## Exercise brief
Return each record verbatim, images excluded.

## Data for this task
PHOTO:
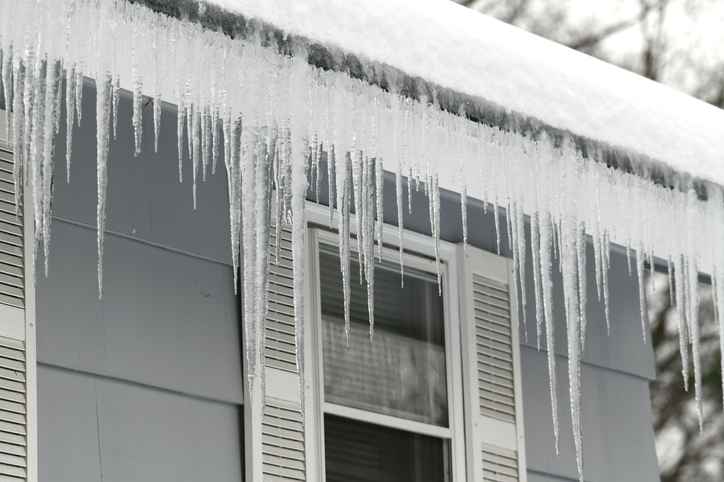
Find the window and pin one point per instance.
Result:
(389, 407)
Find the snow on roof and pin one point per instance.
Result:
(479, 56)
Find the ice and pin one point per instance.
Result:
(103, 107)
(546, 249)
(273, 114)
(69, 119)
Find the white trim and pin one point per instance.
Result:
(31, 377)
(314, 418)
(415, 244)
(517, 374)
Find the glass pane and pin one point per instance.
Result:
(401, 372)
(362, 452)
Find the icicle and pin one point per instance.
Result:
(262, 237)
(344, 194)
(718, 286)
(682, 315)
(57, 98)
(233, 173)
(570, 292)
(18, 121)
(331, 182)
(436, 229)
(69, 119)
(605, 265)
(48, 137)
(203, 144)
(520, 246)
(78, 94)
(496, 215)
(582, 294)
(194, 137)
(643, 310)
(670, 276)
(535, 259)
(180, 114)
(156, 120)
(369, 241)
(116, 94)
(409, 192)
(103, 108)
(379, 201)
(215, 147)
(464, 214)
(400, 221)
(693, 318)
(8, 82)
(546, 272)
(137, 115)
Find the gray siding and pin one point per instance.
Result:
(145, 384)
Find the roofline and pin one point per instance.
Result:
(390, 78)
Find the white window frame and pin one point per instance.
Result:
(419, 254)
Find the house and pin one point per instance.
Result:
(194, 364)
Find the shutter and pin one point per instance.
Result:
(13, 393)
(12, 287)
(282, 441)
(13, 429)
(493, 398)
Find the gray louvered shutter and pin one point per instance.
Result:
(283, 455)
(13, 400)
(12, 271)
(496, 448)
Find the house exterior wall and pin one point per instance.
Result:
(146, 383)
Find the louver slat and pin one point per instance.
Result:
(496, 445)
(13, 434)
(279, 336)
(496, 384)
(282, 426)
(282, 442)
(499, 465)
(12, 286)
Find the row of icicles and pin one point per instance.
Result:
(274, 164)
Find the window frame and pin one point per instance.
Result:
(419, 254)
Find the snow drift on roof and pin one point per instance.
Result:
(476, 55)
(275, 122)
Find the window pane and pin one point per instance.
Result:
(402, 371)
(361, 452)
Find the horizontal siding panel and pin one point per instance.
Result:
(12, 449)
(13, 471)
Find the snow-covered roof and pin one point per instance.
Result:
(479, 56)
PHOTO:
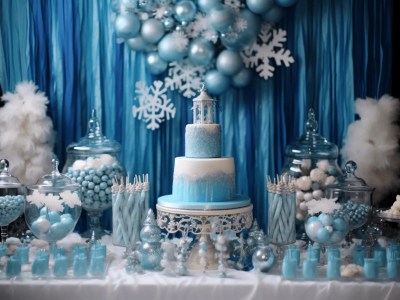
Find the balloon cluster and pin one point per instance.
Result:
(209, 33)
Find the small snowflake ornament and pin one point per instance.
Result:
(154, 105)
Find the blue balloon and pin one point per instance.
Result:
(127, 25)
(229, 62)
(239, 40)
(274, 15)
(259, 6)
(285, 3)
(221, 17)
(168, 51)
(206, 5)
(216, 83)
(201, 51)
(185, 11)
(155, 63)
(243, 78)
(152, 30)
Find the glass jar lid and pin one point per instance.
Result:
(55, 181)
(312, 144)
(6, 179)
(94, 142)
(349, 181)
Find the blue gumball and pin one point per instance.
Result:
(259, 6)
(155, 63)
(201, 51)
(206, 5)
(152, 31)
(243, 78)
(185, 10)
(127, 25)
(229, 62)
(221, 17)
(216, 82)
(285, 3)
(168, 50)
(274, 15)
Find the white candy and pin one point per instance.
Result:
(323, 165)
(317, 194)
(318, 175)
(308, 197)
(304, 183)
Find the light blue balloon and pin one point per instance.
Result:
(216, 83)
(201, 51)
(259, 6)
(274, 15)
(152, 30)
(127, 25)
(221, 17)
(206, 5)
(285, 3)
(229, 62)
(239, 40)
(168, 51)
(169, 23)
(155, 63)
(185, 11)
(243, 78)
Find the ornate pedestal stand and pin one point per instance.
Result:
(199, 222)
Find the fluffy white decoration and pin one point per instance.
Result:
(303, 183)
(26, 135)
(318, 175)
(373, 143)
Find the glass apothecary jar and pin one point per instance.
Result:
(53, 206)
(93, 163)
(312, 162)
(354, 195)
(12, 198)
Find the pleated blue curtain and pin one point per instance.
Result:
(342, 50)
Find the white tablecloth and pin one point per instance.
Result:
(154, 285)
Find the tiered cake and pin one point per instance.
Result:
(203, 179)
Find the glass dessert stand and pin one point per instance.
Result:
(200, 223)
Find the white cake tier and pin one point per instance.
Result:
(204, 179)
(203, 140)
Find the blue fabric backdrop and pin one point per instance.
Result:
(342, 51)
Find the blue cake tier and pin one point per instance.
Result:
(170, 201)
(203, 140)
(204, 179)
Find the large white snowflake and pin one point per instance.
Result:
(154, 105)
(185, 77)
(268, 47)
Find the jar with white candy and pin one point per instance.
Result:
(93, 163)
(12, 198)
(312, 161)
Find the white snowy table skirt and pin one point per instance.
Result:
(153, 285)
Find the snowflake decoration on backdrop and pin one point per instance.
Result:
(259, 55)
(184, 77)
(154, 105)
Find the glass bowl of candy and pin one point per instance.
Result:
(53, 206)
(12, 198)
(312, 162)
(93, 163)
(329, 224)
(354, 195)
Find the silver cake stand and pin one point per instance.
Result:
(200, 223)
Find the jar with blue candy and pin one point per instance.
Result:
(93, 163)
(12, 198)
(53, 206)
(354, 195)
(312, 162)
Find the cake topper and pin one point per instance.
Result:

## Result of the exercise
PHOTO:
Find the window and pin one point per instance.
Result:
(389, 407)
Find the snow on roof and pin one point per instance.
Result:
(479, 56)
Find the ice and pin one point per instance.
Result:
(103, 107)
(546, 249)
(273, 114)
(69, 119)
Find the white trim and pin one point per instance.
Result:
(31, 377)
(314, 418)
(415, 244)
(517, 374)
Find the glass pane and pin one point per instance.
Result:
(401, 372)
(362, 452)
Find the icicle and pin one point per instance.
Result:
(262, 237)
(344, 194)
(718, 286)
(682, 315)
(57, 98)
(233, 173)
(570, 292)
(18, 121)
(331, 182)
(436, 229)
(69, 119)
(605, 265)
(48, 137)
(203, 144)
(520, 246)
(78, 94)
(496, 215)
(582, 294)
(194, 137)
(643, 310)
(670, 276)
(535, 259)
(180, 114)
(156, 120)
(369, 241)
(116, 94)
(409, 192)
(103, 108)
(379, 201)
(215, 147)
(464, 214)
(400, 221)
(693, 318)
(8, 82)
(546, 272)
(137, 115)
Find the gray siding and pin one point per instance.
Result:
(145, 384)
Find the roofline and pin one point per instance.
Result:
(390, 78)
Find the white window frame and pin one point per instance.
Result:
(419, 254)
Find the house and pin one point per instance.
Result:
(194, 364)
Find the shutter and pin one point per instance.
Result:
(13, 393)
(12, 287)
(282, 441)
(13, 429)
(493, 398)
Find the gray louvered shutter and pin one point per instance.
Result:
(283, 455)
(13, 400)
(12, 271)
(496, 448)
Find the house exterior wall and pin one point per instance.
Result:
(146, 383)
Find the louver slat and pin one point per instance.
Result:
(496, 445)
(13, 434)
(279, 336)
(496, 384)
(282, 426)
(282, 442)
(499, 465)
(12, 286)
Find the row of icicles and pin one point per instance.
Result:
(274, 164)
Find the window frame and pin one point per instance.
Result:
(419, 254)
Find the snow drift on roof and pin one point per instance.
Result:
(476, 55)
(275, 122)
Find the window pane and pin one point per instance.
Result:
(402, 371)
(361, 452)
Find the horizontal siding panel and pin one point per instance.
Result:
(12, 449)
(13, 471)
Find the snow-covered roof and pin one point per instance.
Result:
(479, 56)
PHOTO:
Find the balloon cluster and pin one point per instance.
Result:
(209, 33)
Find the small snowflake ornament and pin one point per instance.
Result:
(154, 105)
Find the blue balloon and pin one point per instance.
Result:
(127, 25)
(229, 62)
(239, 40)
(274, 15)
(259, 6)
(285, 3)
(221, 17)
(168, 51)
(206, 5)
(216, 83)
(201, 51)
(185, 11)
(155, 63)
(243, 78)
(152, 30)
Find the glass jar lid and pin one point per instance.
Result:
(55, 181)
(312, 144)
(6, 179)
(94, 142)
(349, 181)
Find the blue gumball and pin one point per instance.
Result:
(259, 6)
(155, 63)
(201, 51)
(206, 5)
(152, 31)
(243, 78)
(185, 10)
(127, 25)
(229, 62)
(221, 17)
(216, 82)
(285, 3)
(168, 50)
(274, 15)
Find the white candy and pin one point per instance.
Result:
(323, 165)
(317, 194)
(318, 175)
(308, 197)
(304, 183)
Find the light blue balloon and pin one point per instance.
Result:
(216, 83)
(201, 51)
(259, 6)
(274, 15)
(152, 30)
(127, 25)
(221, 17)
(206, 5)
(285, 3)
(229, 62)
(239, 40)
(168, 51)
(169, 23)
(155, 63)
(185, 11)
(243, 78)
Find the ornate pedestal stand and pin one point per instance.
Result:
(199, 222)
Find the fluffy white decoration and pin one point per instance.
Result:
(303, 183)
(26, 135)
(318, 175)
(373, 143)
Find the glass apothecary jar and pin one point per instance.
Result:
(53, 206)
(93, 163)
(312, 162)
(354, 195)
(12, 198)
Find the pleated blue curtain and pin one point per instance.
Result:
(342, 50)
Find the white tablecloth and pin one point per instance.
Result:
(154, 285)
Find the tiered cake and pin one point per instance.
Result:
(203, 179)
Find the glass dessert stand and pin one point per instance.
Result:
(200, 223)
Find the white cake tier and pin one point per instance.
Result:
(204, 179)
(203, 140)
Find the blue fabric backdrop and pin one point per instance.
Result:
(342, 51)
Find the blue cake tier and pin one point per instance.
Result:
(170, 201)
(203, 140)
(204, 179)
Find the large white snowflake and pin one point per instance.
Result:
(154, 105)
(185, 77)
(268, 47)
Find the jar with white candy and pin one point per instance.
Result:
(93, 163)
(12, 198)
(312, 161)
Find the white snowy table skirt and pin one point per instance.
Result:
(153, 285)
Find the snowflake decoration on backdrop and pin one point per instance.
Result:
(259, 55)
(184, 77)
(154, 105)
Find the glass bowl of candy and pin one point per instance.
Result:
(53, 206)
(12, 198)
(312, 162)
(93, 163)
(329, 224)
(354, 195)
Find the silver cake stand and pin one point per instance.
Result:
(200, 223)
Find the jar with blue candy and pin one point per instance.
Result:
(93, 163)
(12, 198)
(53, 206)
(354, 195)
(312, 162)
Find the cake topper and pin one point per instance.
Result:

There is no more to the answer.